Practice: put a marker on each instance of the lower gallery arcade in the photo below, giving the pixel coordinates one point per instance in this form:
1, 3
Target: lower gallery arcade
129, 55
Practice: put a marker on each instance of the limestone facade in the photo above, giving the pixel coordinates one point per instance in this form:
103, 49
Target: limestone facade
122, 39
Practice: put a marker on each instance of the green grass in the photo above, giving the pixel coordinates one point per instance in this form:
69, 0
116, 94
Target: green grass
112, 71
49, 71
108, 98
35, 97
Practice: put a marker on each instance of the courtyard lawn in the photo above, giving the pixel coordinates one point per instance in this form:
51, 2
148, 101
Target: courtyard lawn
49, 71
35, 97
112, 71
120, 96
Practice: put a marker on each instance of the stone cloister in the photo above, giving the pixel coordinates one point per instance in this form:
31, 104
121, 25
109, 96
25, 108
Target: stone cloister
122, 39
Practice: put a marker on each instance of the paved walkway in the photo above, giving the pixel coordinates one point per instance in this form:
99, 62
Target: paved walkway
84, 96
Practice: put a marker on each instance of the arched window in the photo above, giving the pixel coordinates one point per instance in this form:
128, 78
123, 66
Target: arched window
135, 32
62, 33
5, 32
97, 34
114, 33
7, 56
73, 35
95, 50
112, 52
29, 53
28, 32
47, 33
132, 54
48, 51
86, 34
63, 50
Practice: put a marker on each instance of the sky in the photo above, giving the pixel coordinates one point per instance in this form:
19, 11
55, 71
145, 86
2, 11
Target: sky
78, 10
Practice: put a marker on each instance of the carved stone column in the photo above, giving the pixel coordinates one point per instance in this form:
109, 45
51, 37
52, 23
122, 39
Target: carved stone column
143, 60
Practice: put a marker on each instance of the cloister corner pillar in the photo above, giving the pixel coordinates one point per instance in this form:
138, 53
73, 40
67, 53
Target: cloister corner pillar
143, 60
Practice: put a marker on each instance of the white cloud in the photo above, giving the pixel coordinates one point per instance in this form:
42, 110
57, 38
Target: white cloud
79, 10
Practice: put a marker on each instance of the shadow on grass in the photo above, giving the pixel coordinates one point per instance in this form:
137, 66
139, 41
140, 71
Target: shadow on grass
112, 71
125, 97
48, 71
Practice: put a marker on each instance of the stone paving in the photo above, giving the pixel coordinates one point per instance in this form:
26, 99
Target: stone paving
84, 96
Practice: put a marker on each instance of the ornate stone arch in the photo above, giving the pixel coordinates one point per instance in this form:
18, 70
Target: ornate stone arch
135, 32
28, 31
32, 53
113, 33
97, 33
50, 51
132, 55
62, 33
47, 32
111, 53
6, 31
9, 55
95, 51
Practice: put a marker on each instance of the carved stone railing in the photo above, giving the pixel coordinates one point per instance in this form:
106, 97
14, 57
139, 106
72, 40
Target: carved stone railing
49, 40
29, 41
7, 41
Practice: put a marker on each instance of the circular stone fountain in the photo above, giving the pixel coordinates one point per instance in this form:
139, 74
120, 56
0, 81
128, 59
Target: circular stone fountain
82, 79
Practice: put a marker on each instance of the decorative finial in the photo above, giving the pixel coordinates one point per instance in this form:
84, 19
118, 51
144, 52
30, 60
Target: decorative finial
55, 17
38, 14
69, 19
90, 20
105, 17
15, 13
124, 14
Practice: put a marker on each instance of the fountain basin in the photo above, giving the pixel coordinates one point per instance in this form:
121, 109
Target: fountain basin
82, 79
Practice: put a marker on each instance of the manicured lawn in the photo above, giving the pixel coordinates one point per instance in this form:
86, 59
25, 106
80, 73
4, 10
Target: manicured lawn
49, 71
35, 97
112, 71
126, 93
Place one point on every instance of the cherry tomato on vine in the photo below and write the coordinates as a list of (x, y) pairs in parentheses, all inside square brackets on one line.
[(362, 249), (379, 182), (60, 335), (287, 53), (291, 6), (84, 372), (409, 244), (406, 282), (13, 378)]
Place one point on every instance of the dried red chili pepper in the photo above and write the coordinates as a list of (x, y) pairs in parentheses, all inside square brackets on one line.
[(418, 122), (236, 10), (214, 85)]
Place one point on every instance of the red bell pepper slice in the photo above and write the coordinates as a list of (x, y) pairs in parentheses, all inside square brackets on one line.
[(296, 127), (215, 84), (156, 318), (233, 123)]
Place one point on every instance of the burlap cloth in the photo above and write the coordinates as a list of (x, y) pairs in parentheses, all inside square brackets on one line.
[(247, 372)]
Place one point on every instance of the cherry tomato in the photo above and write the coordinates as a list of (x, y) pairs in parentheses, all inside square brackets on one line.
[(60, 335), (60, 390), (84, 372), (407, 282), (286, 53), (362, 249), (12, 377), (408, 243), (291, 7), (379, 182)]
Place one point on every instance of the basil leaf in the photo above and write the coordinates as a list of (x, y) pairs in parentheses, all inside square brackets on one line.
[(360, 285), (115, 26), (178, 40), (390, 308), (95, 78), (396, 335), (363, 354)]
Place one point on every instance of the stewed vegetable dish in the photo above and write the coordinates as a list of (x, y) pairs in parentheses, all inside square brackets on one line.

------------------------------------------------------------

Return the whole listing exactly.

§ **THE REPLY**
Practice: put a marker on each instance of the lower gallery arcade in the photo below, giving the pixel coordinates one point per instance in this form:
1, 3
Target: lower gallery arcade
129, 55
Practice: put a marker on each instance of the limestone facade in the photo above, giving the pixel coordinates one point per instance in this form:
103, 49
Target: limestone facade
122, 39
Practice: put a marker on each instance of the green grass in the photo above, giving the pixel coordinates one point per instance in this form:
69, 0
116, 94
Target: green grass
112, 71
49, 71
108, 98
35, 97
Practice: put a marker on each instance of the courtyard lawn in the photo above, giving the pixel coordinates one point per instance in this form:
51, 2
148, 101
Target: courtyard lawn
49, 71
35, 97
112, 71
120, 96
Practice: put a marker on each instance of the stone cloister in the photo above, giving the pixel coordinates one point per instance in this form:
31, 104
121, 25
109, 96
25, 108
Target: stone cloister
122, 39
Practice: put a marker on each instance of the paved walkway in the photo above, giving the pixel coordinates one point per instance in this form:
99, 62
Target: paved walkway
84, 96
Practice: put a marker on each instance of the arched window in the photo above, giving the pixel coordinates one point per instance in this form:
128, 78
123, 66
Target: arched window
135, 32
62, 33
5, 32
97, 34
114, 33
7, 56
73, 35
95, 50
112, 52
29, 53
28, 32
47, 33
132, 54
48, 51
86, 34
63, 50
Practice: put a marker on each instance of the sky in the photo above, giving the pixel coordinates one point per instance in this form:
19, 11
55, 71
145, 86
2, 11
Target: sky
78, 10
Practice: put a marker on each instance of the carved stone column in the photo above, giving the pixel coordinates one point per instance in this form:
109, 45
51, 37
52, 23
122, 39
Target: carved stone column
143, 60
Practice: put a marker on each instance of the cloister corner pillar in the photo above, giving the pixel coordinates one point per instance in this form:
138, 53
73, 40
67, 53
Target: cloister corner pillar
143, 60
Practice: put a marker on each instance of the white cloud in the photo above, giving the pixel coordinates one point per instance in this form:
42, 110
57, 38
Target: white cloud
79, 10
Practice: put a marker on each instance of the shadow on grass in the photo above, giving the pixel coordinates one point per instance in this form:
137, 66
139, 41
140, 71
Target: shadow on grass
112, 71
125, 97
48, 71
Practice: put a marker on each instance of the stone paving in the photo above, giving the pixel coordinates one point per instance in this form:
26, 99
Target: stone paving
84, 96
Practice: put a marker on each instance of the ornate stone arch in the photo above, giving the pixel coordinates one point per instance in this form:
18, 70
Target: ornate stone arch
135, 32
28, 31
32, 53
113, 33
97, 33
50, 51
132, 55
62, 33
47, 32
111, 53
6, 31
9, 55
95, 51
Practice: put a marker on each instance of the carved stone railing in the photo above, giving the pixel coordinates one point per instance in this form:
106, 97
14, 57
139, 106
72, 40
Target: carved stone railing
49, 40
29, 41
7, 41
Practice: put a marker on each instance of the circular stone fountain in the photo above, giving the pixel coordinates one point per instance in this form:
139, 74
120, 56
0, 81
128, 59
Target: circular stone fountain
82, 79
Practice: put a marker on each instance of the decorative finial in the photo above, giving the pixel coordinates one point per instance in this form:
84, 19
118, 51
144, 52
30, 60
Target: decorative finial
55, 17
38, 14
69, 19
90, 20
105, 17
15, 13
124, 14
Practice: put a marker on each instance of the fountain basin in the photo above, giving the pixel coordinates one point per instance in this form:
121, 109
Target: fountain basin
82, 79
Practice: put a marker on each instance of the manicured lawn in the photo above, giving the pixel coordinates one point per instance in this form:
86, 59
25, 106
80, 73
4, 10
Target: manicured lawn
49, 71
35, 97
112, 71
126, 93
Place one point on every instance of the cherry tomato on vine in the photo below and write the coordinates as a list of (x, y) pairs in parentheses, all inside square brackets on one line.
[(362, 249), (379, 182), (60, 335), (287, 53), (291, 6), (84, 372), (409, 244), (406, 282), (13, 378)]
Place one point on every instance of the dried red chili pepper in the photo above and write the coordinates as a list of (x, y) pairs in parentheses, all inside square brackets on one line.
[(418, 122), (236, 10), (214, 85)]
Place one point on every instance of the red bell pepper slice in the photo above and write the coordinates as a list of (x, y) pairs in parentheses, all inside square brackets on one line.
[(296, 127), (215, 84), (156, 318), (233, 123)]
Place one point on every instance of the burlap cloth in the photo above and write the coordinates as a list of (x, y) pairs in parentheses, all inside square brackets on one line.
[(247, 372)]
Place one point on every instance of the cherry tomato in the photo above and write the coordinates as a list of (x, y) pairs in parentheses, all inside square brackets on one line.
[(60, 335), (60, 390), (84, 372), (407, 282), (286, 53), (362, 249), (12, 377), (408, 243), (291, 7), (379, 182)]
Place one point on every instance of the basil leaf in the photo above and write the coordinates as a list of (x, y) pairs in parentheses, all inside square brackets on one line.
[(360, 285), (115, 26), (178, 40), (390, 308), (95, 78), (396, 335), (363, 354)]
Place one point on every instance of the stewed vegetable dish in the photo above and write the coordinates as a list of (x, y) pairs in parentheses, all inside square brackets on one line.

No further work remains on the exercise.